- Set tasks -
a. In the notebook text, how many rows have values that differ from the rest of the data?
b. Reproduce the notebook text between "In this section, let see if there" and "alpha=0.8, ax=ax, color='#F6F6BC')", inclusive.

- Page text -
So, there is 2207 rows (about 1% of the data), which has values different from the rest. Since the metric RMSE these rows might play an important role. So beware of them.

First Active Month

In this section, let see if there are any distribution change between train and test sets with respect to first active month of the card.

In [15]:
fig, ax = plt.subplots(figsize = (14, 6))

first_month_count_train = train['first_active_month'].dt.date.value_counts().sort_index()
sns.barplot(first_month_count_train.index,
            first_month_count_train.values,
            alpha=0.8, ax=ax, color='#96CAC0')

first_month_count_test = test['first_active_month'].dt.date.value_counts().sort_index()
sns.barplot(first_month_count_test.index,
            first_month_count_test.values,
            alpha=0.8, ax=ax, color='#F6F6BC')

plt.xticks(rotation='vertical')
plt.xlabel('First active month', fontsize=12)
plt.ylabel('Number of cards', fontsize=12)
plt.title('First active month count')

plt.show()

Looks like the distribution is kind of similar between train and test set. So we need not really have to do time based split I think.

Anonymous features

In this section, let see if the other variables in the train dataset has good predictive power in finding the loyalty score.

In [16]:
fig, ax = plt.subplots(1, 3, figsize = (16, 6))
plt.suptitle('Counts of categiories for features', fontsize=24)
sns.countplot(data=train, x='feature_1', ax=ax[0])
sns.countplot(data=train, x='feature_2', ax=ax[1]).set(ylabel=None)

- Stored records -
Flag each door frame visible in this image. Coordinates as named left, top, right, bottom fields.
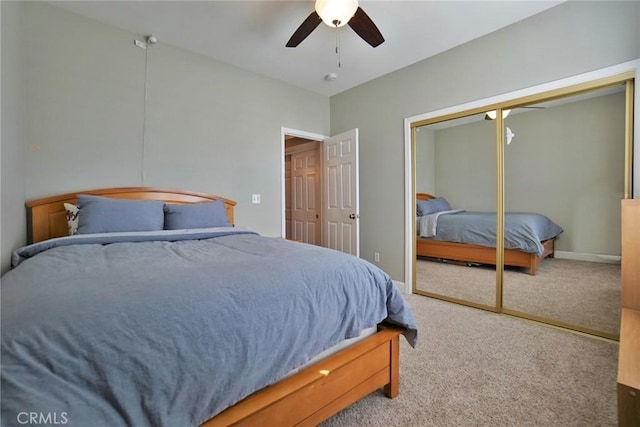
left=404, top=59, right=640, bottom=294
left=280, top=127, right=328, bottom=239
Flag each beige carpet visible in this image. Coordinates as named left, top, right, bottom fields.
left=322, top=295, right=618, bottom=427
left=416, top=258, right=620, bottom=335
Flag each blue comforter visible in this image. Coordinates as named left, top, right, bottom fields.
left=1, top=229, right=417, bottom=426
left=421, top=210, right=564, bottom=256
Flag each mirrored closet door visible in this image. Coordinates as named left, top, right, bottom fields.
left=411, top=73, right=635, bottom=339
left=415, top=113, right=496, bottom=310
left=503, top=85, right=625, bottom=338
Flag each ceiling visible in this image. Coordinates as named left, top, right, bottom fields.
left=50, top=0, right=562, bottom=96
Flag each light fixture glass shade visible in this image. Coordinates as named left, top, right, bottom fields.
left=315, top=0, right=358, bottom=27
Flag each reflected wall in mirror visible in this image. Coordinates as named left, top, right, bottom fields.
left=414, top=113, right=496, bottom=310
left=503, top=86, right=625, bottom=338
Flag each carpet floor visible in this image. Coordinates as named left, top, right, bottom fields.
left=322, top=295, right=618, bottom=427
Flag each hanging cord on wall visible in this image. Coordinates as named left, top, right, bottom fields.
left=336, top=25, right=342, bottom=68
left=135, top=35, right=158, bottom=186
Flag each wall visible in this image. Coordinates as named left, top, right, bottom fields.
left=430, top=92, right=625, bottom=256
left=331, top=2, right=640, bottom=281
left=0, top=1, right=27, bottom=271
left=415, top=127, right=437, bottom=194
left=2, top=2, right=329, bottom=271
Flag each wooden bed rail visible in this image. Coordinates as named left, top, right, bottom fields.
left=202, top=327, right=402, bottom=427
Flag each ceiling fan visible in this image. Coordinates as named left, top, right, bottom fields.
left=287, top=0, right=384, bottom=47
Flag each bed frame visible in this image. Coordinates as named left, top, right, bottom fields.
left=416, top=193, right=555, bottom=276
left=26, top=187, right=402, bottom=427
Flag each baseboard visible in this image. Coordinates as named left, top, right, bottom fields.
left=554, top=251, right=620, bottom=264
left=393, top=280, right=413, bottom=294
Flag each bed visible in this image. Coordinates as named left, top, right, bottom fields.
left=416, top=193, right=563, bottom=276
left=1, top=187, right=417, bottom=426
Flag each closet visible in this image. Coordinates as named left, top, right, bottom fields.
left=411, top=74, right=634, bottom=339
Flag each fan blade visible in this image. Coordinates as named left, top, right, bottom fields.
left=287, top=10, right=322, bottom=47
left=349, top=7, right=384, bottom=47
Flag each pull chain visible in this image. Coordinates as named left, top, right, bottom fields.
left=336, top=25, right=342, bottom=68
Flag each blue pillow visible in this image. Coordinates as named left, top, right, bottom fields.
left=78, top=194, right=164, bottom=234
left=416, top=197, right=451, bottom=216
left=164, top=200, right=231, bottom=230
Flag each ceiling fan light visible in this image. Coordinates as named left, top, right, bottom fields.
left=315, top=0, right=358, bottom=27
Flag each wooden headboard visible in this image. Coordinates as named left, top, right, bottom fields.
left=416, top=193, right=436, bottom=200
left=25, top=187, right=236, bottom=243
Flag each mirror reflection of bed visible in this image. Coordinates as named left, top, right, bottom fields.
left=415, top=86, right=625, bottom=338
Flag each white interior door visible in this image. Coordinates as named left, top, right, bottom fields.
--
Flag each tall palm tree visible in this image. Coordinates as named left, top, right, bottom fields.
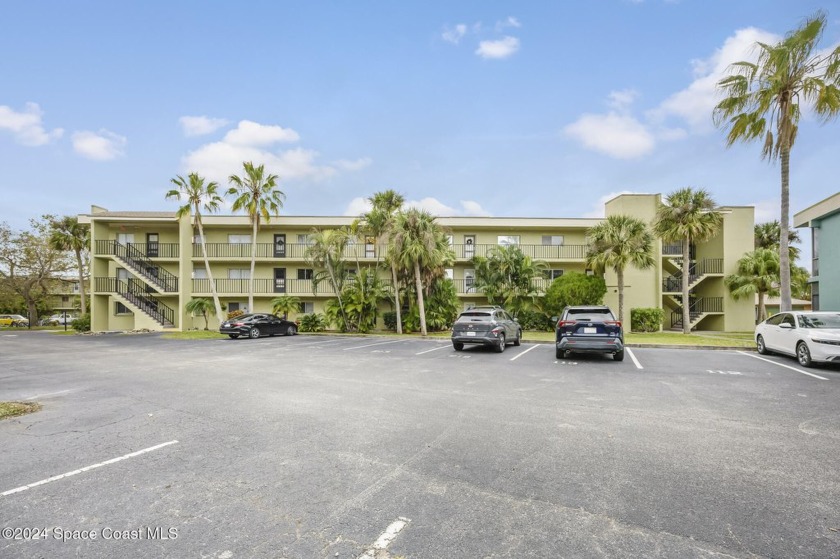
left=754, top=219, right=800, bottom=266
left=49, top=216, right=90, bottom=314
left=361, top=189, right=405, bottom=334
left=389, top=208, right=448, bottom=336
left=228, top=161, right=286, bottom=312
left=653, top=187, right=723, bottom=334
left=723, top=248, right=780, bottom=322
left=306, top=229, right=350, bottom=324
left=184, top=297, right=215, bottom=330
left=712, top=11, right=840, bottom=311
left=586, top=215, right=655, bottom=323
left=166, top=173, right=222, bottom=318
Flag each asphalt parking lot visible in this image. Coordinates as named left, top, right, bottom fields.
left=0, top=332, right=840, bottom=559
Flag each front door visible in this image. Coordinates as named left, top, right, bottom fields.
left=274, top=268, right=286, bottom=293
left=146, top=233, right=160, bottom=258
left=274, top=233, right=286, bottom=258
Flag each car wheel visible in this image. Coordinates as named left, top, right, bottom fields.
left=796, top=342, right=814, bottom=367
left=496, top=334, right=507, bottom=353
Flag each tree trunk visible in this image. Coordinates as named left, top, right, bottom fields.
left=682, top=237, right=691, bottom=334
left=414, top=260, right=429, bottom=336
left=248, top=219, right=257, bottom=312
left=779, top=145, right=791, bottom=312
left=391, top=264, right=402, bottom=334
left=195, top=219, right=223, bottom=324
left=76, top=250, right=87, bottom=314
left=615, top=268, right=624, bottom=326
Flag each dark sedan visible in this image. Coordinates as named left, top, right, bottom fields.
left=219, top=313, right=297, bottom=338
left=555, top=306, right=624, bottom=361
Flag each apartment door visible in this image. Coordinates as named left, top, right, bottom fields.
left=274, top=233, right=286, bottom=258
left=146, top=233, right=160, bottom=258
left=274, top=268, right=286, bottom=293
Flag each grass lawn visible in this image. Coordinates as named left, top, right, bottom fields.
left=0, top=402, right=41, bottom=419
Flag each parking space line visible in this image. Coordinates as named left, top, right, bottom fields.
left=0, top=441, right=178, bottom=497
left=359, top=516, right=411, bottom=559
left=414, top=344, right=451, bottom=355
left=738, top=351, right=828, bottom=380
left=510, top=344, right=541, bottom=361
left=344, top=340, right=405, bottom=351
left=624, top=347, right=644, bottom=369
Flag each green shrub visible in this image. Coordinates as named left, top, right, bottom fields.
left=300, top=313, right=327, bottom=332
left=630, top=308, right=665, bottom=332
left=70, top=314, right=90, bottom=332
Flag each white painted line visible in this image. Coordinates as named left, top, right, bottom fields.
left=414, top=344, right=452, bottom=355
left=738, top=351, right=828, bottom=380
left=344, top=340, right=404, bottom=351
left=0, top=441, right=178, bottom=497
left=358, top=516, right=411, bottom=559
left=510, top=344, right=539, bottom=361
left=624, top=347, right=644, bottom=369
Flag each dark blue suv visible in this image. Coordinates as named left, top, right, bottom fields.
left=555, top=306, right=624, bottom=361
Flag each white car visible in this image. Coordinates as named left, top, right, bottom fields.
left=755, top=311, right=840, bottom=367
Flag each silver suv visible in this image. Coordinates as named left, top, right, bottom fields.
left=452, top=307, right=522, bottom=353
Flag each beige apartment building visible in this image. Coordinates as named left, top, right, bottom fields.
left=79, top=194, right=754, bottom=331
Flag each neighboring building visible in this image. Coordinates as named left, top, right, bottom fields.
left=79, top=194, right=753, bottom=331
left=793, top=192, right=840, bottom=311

- The answers -
a. 2207 rows, about 1% of the data.

b.
In this section, let see if there are any distribution change between train and test sets with respect to first active month of the card.

In [15]:
fig, ax = plt.subplots(figsize = (14, 6))

first_month_count_train = train['first_active_month'].dt.date.value_counts().sort_index()
sns.barplot(first_month_count_train.index,
            first_month_count_train.values,
            alpha=0.8, ax=ax, color='#96CAC0')

first_month_count_test = test['first_active_month'].dt.date.value_counts().sort_index()
sns.barplot(first_month_count_test.index,
            first_month_count_test.values,
            alpha=0.8, ax=ax, color='#F6F6BC')